● **Request**:
Copy out the entries below in full and exactly.

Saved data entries
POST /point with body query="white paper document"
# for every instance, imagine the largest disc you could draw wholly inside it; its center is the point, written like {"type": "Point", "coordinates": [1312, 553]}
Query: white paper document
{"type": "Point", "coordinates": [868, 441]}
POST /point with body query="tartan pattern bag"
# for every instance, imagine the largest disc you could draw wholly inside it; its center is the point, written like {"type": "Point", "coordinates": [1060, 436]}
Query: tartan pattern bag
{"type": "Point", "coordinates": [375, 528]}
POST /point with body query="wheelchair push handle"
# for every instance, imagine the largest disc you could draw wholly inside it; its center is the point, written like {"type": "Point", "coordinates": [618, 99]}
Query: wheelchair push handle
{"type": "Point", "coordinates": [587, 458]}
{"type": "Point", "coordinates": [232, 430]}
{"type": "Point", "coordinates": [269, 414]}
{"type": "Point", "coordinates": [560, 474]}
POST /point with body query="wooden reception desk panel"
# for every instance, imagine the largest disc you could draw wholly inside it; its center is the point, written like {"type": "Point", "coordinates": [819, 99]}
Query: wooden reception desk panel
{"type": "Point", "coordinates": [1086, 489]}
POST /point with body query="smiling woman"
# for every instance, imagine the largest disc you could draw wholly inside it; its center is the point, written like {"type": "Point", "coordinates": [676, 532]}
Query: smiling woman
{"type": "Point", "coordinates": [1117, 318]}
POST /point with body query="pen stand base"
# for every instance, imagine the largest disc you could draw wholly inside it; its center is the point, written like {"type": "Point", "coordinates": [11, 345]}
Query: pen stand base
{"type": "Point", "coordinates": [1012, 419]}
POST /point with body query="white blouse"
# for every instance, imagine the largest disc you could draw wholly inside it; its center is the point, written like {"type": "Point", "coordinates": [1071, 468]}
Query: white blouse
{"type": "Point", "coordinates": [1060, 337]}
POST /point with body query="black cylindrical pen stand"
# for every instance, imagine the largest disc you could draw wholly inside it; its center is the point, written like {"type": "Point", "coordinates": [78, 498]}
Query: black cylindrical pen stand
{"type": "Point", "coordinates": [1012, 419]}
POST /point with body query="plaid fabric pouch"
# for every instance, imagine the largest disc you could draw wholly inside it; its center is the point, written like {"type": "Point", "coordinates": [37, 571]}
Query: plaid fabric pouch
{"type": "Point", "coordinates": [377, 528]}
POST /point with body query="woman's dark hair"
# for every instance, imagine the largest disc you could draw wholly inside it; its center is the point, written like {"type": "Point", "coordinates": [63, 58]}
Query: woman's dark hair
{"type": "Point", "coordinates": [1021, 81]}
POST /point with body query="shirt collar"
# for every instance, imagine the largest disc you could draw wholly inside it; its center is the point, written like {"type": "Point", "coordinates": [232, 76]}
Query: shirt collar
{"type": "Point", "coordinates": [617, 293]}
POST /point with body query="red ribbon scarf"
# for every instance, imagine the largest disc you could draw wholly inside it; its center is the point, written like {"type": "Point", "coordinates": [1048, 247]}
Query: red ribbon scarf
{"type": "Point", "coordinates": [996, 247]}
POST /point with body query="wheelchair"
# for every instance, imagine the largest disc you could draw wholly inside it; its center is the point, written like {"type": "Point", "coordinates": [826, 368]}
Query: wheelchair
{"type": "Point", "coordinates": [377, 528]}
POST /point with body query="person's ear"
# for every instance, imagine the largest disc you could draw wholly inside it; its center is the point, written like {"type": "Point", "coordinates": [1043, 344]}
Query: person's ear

● **Output**:
POST /point with body query="white paper document"
# for every instance, imagine the largest disc you could draw wholly inside it; its center is the point, written like {"type": "Point", "coordinates": [1312, 553]}
Query: white paper document
{"type": "Point", "coordinates": [868, 441]}
POST /point with body query="tartan pattern bag"
# for every instance, imagine the largest disc you could draw wholly inside it; its center is the point, written like {"type": "Point", "coordinates": [1060, 436]}
Query: tartan pattern bag
{"type": "Point", "coordinates": [375, 528]}
POST /point with body query="wheelchair push handle"
# for every instance, imagine the largest disc you could draw wholly inside it; its center is the point, written like {"type": "Point", "coordinates": [618, 99]}
Query: wheelchair push handle
{"type": "Point", "coordinates": [587, 458]}
{"type": "Point", "coordinates": [232, 430]}
{"type": "Point", "coordinates": [269, 414]}
{"type": "Point", "coordinates": [560, 474]}
POST /point with body query="wooden reception desk panel"
# for every instance, imagine the largest disc you could draw wholly inside it; its center is the point, written like {"type": "Point", "coordinates": [819, 99]}
Query: wooden reception desk panel
{"type": "Point", "coordinates": [1086, 489]}
POST /point with body query="smiling woman"
# for every instance, imagine the largest disc you could draw wholly inside it; its center is the point, written like {"type": "Point", "coordinates": [676, 532]}
Query: smiling woman
{"type": "Point", "coordinates": [1117, 318]}
POST /point with body query="pen stand base"
# for every instance, imagine the largest disc you could draw wholly inside it; its center is the point, written like {"type": "Point", "coordinates": [11, 345]}
Query: pen stand base
{"type": "Point", "coordinates": [1012, 419]}
POST /point with body query="white blouse"
# for every instance, imagine the largest disc you could draw wholly inside it; its center is the point, written like {"type": "Point", "coordinates": [1071, 468]}
Query: white blouse
{"type": "Point", "coordinates": [1060, 337]}
POST /point with body query="black cylindrical pen stand"
# for every instance, imagine the largest disc you could draw wholly inside it; its center is the point, written like {"type": "Point", "coordinates": [78, 498]}
Query: black cylindrical pen stand
{"type": "Point", "coordinates": [1012, 419]}
POST /point with body query="plaid fabric pouch"
# for every instance, imagine the largest disc you could draw wholly inside it; its center is the point, written like {"type": "Point", "coordinates": [37, 571]}
Query: plaid fabric pouch
{"type": "Point", "coordinates": [377, 528]}
POST /point with body query="woman's dark hair"
# for every instance, imagine the largest disc you could draw wholly inside it; its center is the point, written like {"type": "Point", "coordinates": [63, 58]}
Query: woman's dark hair
{"type": "Point", "coordinates": [1021, 81]}
POST /point with body query="shirt collar"
# for every instance, imagine the largest disc you could draw wholly inside it; its center is the point, written like {"type": "Point", "coordinates": [232, 76]}
Query: shirt collar
{"type": "Point", "coordinates": [617, 293]}
POST /point with body query="red ribbon scarf"
# for every instance, imagine the largest disc you could draw wholly inside it; its center is the point, written like {"type": "Point", "coordinates": [1048, 247]}
Query: red ribbon scarf
{"type": "Point", "coordinates": [996, 247]}
POST /point with body query="wheelchair"
# for every instance, imagine the largest disc you could draw wholly inside it; its center is the point, written like {"type": "Point", "coordinates": [826, 368]}
Query: wheelchair
{"type": "Point", "coordinates": [377, 528]}
POST /point with body query="person's ear"
# for every instance, imagine the largest disc you could draw wholly inside it; its center is the point, written like {"type": "Point", "coordinates": [1043, 344]}
Query: person's ear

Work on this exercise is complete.